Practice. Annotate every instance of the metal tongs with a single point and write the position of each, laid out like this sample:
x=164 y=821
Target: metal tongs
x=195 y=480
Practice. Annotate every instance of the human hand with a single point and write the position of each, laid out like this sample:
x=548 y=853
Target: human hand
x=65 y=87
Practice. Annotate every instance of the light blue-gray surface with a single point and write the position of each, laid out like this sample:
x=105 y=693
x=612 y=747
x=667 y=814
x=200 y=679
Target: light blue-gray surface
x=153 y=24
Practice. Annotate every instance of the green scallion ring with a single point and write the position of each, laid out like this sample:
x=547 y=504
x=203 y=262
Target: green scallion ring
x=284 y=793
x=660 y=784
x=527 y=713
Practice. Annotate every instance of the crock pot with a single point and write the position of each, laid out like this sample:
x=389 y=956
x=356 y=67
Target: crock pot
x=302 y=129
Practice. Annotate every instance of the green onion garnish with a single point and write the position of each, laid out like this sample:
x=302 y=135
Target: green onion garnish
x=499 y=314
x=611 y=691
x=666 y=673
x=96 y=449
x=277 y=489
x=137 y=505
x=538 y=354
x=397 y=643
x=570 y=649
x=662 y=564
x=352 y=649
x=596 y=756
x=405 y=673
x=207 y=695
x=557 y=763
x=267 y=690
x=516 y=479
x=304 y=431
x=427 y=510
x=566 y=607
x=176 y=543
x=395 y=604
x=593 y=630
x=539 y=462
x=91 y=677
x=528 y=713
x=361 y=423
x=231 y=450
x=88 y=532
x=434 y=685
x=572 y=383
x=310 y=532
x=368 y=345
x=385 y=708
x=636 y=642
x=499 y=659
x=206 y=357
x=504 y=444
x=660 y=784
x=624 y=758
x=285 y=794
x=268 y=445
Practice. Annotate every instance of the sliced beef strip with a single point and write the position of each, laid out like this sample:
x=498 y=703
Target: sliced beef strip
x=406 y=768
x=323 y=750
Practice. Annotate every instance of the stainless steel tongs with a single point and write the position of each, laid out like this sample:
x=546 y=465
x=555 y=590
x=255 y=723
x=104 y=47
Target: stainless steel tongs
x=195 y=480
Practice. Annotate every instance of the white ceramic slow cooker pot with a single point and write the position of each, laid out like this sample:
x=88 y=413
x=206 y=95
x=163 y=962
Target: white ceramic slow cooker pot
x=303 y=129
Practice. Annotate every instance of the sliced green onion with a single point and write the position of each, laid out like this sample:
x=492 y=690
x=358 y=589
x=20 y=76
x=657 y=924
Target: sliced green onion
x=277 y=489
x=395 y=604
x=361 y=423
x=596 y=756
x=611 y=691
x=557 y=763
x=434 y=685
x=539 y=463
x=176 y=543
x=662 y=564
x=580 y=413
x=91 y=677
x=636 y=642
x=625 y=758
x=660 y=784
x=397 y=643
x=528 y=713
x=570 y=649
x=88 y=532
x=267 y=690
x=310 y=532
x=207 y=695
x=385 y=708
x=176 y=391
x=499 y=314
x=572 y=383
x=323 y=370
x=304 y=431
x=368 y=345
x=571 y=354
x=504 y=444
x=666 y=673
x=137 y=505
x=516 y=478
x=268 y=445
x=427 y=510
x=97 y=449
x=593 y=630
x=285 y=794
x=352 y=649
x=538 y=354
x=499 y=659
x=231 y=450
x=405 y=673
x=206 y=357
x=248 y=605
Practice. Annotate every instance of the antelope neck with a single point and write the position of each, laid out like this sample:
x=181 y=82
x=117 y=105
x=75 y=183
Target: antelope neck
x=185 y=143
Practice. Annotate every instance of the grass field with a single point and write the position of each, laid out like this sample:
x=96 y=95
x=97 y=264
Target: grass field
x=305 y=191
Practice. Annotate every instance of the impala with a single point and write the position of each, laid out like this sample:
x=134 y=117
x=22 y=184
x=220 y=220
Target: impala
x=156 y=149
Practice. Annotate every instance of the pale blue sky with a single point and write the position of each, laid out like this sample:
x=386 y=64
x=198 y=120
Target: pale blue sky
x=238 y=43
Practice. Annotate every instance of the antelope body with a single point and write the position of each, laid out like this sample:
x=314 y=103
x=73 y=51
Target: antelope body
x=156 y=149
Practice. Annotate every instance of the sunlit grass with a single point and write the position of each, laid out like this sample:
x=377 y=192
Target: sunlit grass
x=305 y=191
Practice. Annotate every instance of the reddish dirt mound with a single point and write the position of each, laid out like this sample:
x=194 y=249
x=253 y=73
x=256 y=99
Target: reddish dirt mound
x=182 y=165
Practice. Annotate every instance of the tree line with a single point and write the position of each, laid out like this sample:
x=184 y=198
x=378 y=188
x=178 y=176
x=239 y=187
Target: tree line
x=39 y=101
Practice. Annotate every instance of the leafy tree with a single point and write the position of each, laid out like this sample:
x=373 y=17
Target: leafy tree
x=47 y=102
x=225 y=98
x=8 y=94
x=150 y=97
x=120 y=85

# # #

- [Exercise directions]: Copy the records word for word, beginning at the line that contains "Practice. Annotate every instance of the reddish" and stopping after the final line of the records.

- [Solution to this problem]:
Practice. Annotate every instance of the reddish dirt mound with a single point and write the position of each, laid out like this sample:
x=194 y=249
x=253 y=73
x=256 y=99
Target: reddish dirt mound
x=182 y=165
Practice. Annotate every instance of the tree line with a single point and write the position of each, laid out like this sample:
x=184 y=198
x=378 y=188
x=178 y=176
x=239 y=187
Target: tree line
x=39 y=101
Practice. Annotate every instance of the leafy tree with a single point and write the position of each, laid out like this sample:
x=373 y=17
Target: leafy tree
x=47 y=102
x=225 y=98
x=8 y=94
x=150 y=97
x=120 y=85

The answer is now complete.